А. М.: Для большинства из нас барокко – это время избытка деталей и причудливых сочетаний, время театральное и сновидческое. И нам кажется, что науки – сами по себе, а чувственные переживания – сами по себе. Но на самом деле это же было время научной революции, возникновения множества новых наук, и причудливость была просто сложной лабораторией, в которой испытывались новые типы знания. Или, например, Просвещение для нас – это торжество разума над косными представлениями, но это же была и эпоха личного лидерства просветителей. Об этих предметах можно писать целые книги, но я просто указываю, как эпоха взламывает саму себя, обнажая собственные конструкции и проверяя на прочность созидающие её образы и понятия.

О. Б.-Г.:  Какие герои, которые помогли вам это увидеть, у вас были из этих времён?

А. М.: Для каждой эпохи можно найти своего героя: для барокко – Грасиана и Лейбница, для Просвещения – Вольтера. Важен не столько их ум, сколько умение создавать институты на каждом шагу, быть и академией, и университетом, и издательством, и театром, и трибуной, оставаясь человеком. Вот я и начинаю любое предисловие с выяснения для себя того, кем мой герой был, а кем – не был.

| Исходные данные |
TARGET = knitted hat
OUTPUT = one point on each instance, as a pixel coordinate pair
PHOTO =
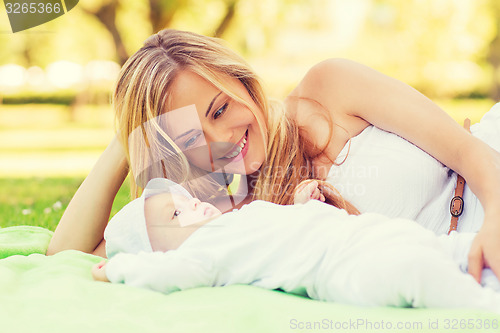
(126, 231)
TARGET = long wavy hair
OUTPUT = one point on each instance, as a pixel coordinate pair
(142, 94)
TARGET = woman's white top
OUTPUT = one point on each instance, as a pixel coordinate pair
(386, 174)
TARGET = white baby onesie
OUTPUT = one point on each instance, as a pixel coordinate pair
(317, 250)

| Цель задания |
Для каждого утверждения определите, соответствует ли оно отрывку. Ответьте «да» или «нет» и приведите в точной цитате решающие слова отрывка.
1. Героем эпохи Просвещения А. М. называет Вольтера.
2. По словам А. М., в героях эпохи важнее всего их ум.
3. А. М. утверждает, что барокко было временем научной революции.

| Ответ |
1. Да: «для Просвещения – Вольтера».
2. Нет: «Важен не столько их ум, сколько умение создавать институты на каждом шагу».
3. Да: «это же было время научной революции».